_Passage provided:_
- - - - - - -

Global Central Banks Signal Rate Cuts, Is the Start of 'Easing Cycle' Really Near Us?
AInvestMonday, Aug 26, 2024 5:34 am ET
3min read
NET --

Last Friday, officials from the central banks of the United States, the United Kingdom, and the Eurozone all but declared that they will be stepping into an interest rate cut cycle in the coming months or continuing the pace of previous cuts. This marks the end of the era of high borrowing costs globally as the world economy gradually moves away from the high inflation of the post-pandemic period, and the major central banks are about to usher in a new chapter of easing next month...

Federal Reserve Chairman Jerome Powell clearly stated at the annual global central bank meeting held in Jackson Hole, Wyoming, last Friday that the time for policy adjustment has come. This statement essentially put a period on the Federal Reserve's historic fight against inflation. Federal Reserve officials are scheduled to hold their next policy meeting on September 17th to 18th. It is widely expected that the Federal Reserve will lower the benchmark federal funds rate at this meeting.

- - - - - - -

_Information shown:_
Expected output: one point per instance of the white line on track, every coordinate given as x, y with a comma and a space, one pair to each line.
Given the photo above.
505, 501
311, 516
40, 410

- - - - - - -

_Your assignment:_
Reproduce the entire article above on central banks signaling rate cuts, word for word, with every line and mark unchanged.

_Solution below:_
Global Central Banks Signal Rate Cuts, Is the Start of 'Easing Cycle' Really Near Us?
AInvestMonday, Aug 26, 2024 5:34 am ET
3min read
NET --

Last Friday, officials from the central banks of the United States, the United Kingdom, and the Eurozone all but declared that they will be stepping into an interest rate cut cycle in the coming months or continuing the pace of previous cuts. This marks the end of the era of high borrowing costs globally as the world economy gradually moves away from the high inflation of the post-pandemic period, and the major central banks are about to usher in a new chapter of easing next month...

Federal Reserve Chairman Jerome Powell clearly stated at the annual global central bank meeting held in Jackson Hole, Wyoming, last Friday that the time for policy adjustment has come. This statement essentially put a period on the Federal Reserve's historic fight against inflation. Federal Reserve officials are scheduled to hold their next policy meeting on September 17th to 18th. It is widely expected that the Federal Reserve will lower the benchmark federal funds rate at this meeting.